**Selected passage**
** start **

I want so badly to like Cheeks.. he is a nice man.

But darn he gets outcoached on basic things..
penetrate not jack up shots..
darn !

why why why why
a 3 pointer ????????
4 for 16 for the game

why no penetration to the basket..

poor poor coaching


----------



## NateBishop3 (Jul 22, 2003)

DA for three.... big surprise. If we lose it's on DA and Damon


----------



## mixum (Mar 19, 2003)

keep the faith!!!
cmon blazers!!!


----------



## Dan (Dec 30, 2002)

brevin freaking knight..what the hell.


----------



## Blazerfan024 (Aug 15, 2003)

NS Zach!


----------



## Dan (Dec 30, 2002)

keith van horn...


this is sad.


----------



## KingSpeed (Oct 30, 2003)

MOUSE OWNS THE BRADLEY CENTER!!!!!!!!!!!


----------



## obiwankenobi (Jan 31, 2004)

That was awesome.


----------



## knickerbocker2k2 (Jan 28, 2004)

IS IT OVER? WOW MOUSE HIT THE SHOT. THIS GUY SHOULD PLAY FOR THE BUCKS!!!!!


----------



## KingSpeed (Oct 30, 2003)

Obiwan??? From the ol' O-Live days?

How the hell are you?


----------



## KingSpeed (Oct 30, 2003)

Mouse is SO clutch.


----------



## Dan (Dec 30, 2002)

WOOOOOOOOOOO!!!

DAMON!!!!!!!!!!


----------



## jackiejackal (Nov 7, 2002)

my god he did it again !!!


----------



## obiwankenobi (Jan 31, 2004)

NL - I'm great!

34-33....doing what we can to get in the postseason.


----------



## Son of Bintim (Jan 21, 2004)

YAAAAAAAAAAAAAAAAAAAAAAA!!!!!!!!!!!!!!!!!!!!!! :rbanana: :banana: :vbanana: :bbanana:


----------



## KingSpeed (Oct 30, 2003)

Sweet Obi-

Write it down. The Blazers will win the 2004 Championship.


----------



## SheedSoNasty (Dec 31, 2002)

Wow, Damon's been killin'. Great win even though we let them back. Bring on the Pacers!


----------



## Leroy131 (Mar 11, 2004)

Luckily we didn't pay for both those long 2's that Redd and Van Horn hit where they gave them 3 :devil: (At least that's the story I'm sticking to, Redd's was definitely a 2)

Oh, and Damon...


----------



## KingSpeed (Oct 30, 2003)

Damon hit all those clutch shots vs Pacers too. And he hit the game tying shot vs Seattle. Damon is SO clutch. I love it.


----------



## Blazerfan024 (Aug 15, 2003)

good game!!!!


Great Shot Damon!:gbanana: :wbanana: :cbanana:


----------



## Playmaker0017 (Feb 13, 2004)

** end **

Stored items
** start **

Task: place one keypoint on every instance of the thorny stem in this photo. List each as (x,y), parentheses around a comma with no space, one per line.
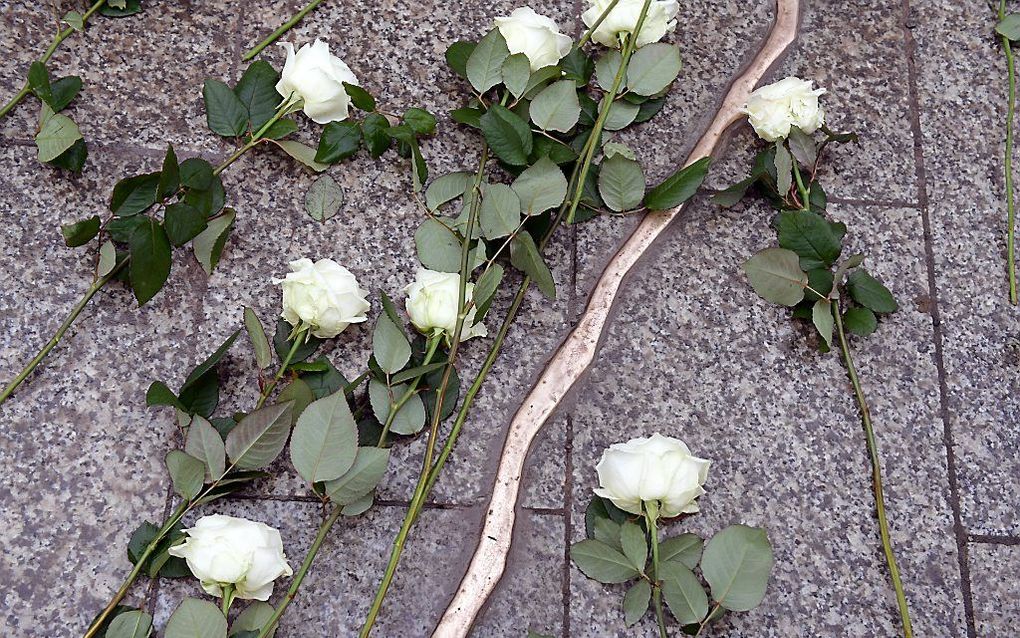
(419,490)
(59,37)
(74,311)
(279,32)
(292,592)
(651,516)
(1008,162)
(876,473)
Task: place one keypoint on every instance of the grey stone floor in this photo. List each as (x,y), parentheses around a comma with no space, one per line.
(692,352)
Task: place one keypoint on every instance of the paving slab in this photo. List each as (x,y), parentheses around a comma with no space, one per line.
(961,91)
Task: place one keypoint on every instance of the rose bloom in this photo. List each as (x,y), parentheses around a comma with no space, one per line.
(623,19)
(775,108)
(316,77)
(536,36)
(654,469)
(224,550)
(323,295)
(431,304)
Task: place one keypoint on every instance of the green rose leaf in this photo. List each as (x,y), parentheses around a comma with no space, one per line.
(205,444)
(183,223)
(635,602)
(325,439)
(390,345)
(556,107)
(541,187)
(821,316)
(861,322)
(187,474)
(257,93)
(483,67)
(457,55)
(196,619)
(368,469)
(133,624)
(500,213)
(81,233)
(208,246)
(736,565)
(56,134)
(776,276)
(600,561)
(224,112)
(525,256)
(685,549)
(323,199)
(439,247)
(653,67)
(340,140)
(516,71)
(150,260)
(508,135)
(621,183)
(259,437)
(683,593)
(678,187)
(809,235)
(870,292)
(303,153)
(374,129)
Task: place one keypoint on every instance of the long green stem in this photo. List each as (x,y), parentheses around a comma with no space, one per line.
(1008,161)
(292,592)
(136,571)
(419,490)
(57,39)
(876,473)
(607,101)
(55,339)
(434,344)
(279,32)
(651,517)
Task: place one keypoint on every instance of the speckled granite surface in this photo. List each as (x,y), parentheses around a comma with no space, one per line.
(692,351)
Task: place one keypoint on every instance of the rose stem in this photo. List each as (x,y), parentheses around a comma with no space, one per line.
(607,101)
(89,294)
(419,488)
(651,514)
(137,570)
(99,283)
(279,32)
(57,39)
(876,473)
(1008,161)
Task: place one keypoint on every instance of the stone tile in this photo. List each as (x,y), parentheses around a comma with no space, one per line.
(865,72)
(142,75)
(696,354)
(529,595)
(962,99)
(997,597)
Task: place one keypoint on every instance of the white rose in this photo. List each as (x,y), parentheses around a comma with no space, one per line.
(316,77)
(224,550)
(431,304)
(623,19)
(655,469)
(775,108)
(323,296)
(536,36)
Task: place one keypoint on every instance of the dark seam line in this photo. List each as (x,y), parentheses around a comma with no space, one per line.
(948,439)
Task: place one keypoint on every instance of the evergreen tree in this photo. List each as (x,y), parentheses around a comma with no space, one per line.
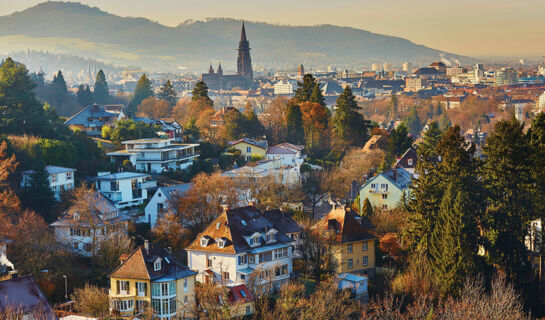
(200,92)
(21,112)
(366,208)
(348,124)
(317,96)
(85,97)
(294,120)
(399,140)
(37,196)
(507,176)
(304,89)
(142,91)
(102,93)
(413,122)
(167,92)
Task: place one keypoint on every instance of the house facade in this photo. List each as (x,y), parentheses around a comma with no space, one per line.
(159,203)
(124,189)
(241,246)
(386,189)
(354,245)
(156,155)
(60,179)
(83,228)
(151,277)
(250,148)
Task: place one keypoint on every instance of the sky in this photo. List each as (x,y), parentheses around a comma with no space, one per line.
(466,27)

** end **

**Tasks and exercises**
A. According to Leroy131 in the game thread, which two players hit long 2's that were counted as 3?
B. Rewrite the game thread's paragraph that begins "Damon hit all those clutch shots" as a short list.
Answer from the game thread alone.

**Responses by task**
A. Redd and Van Horn.

B.
- Damon hit clutch shots against the Pacers.
- He hit the game-tying shot against Seattle.
- The poster calls him very clutch and loves it.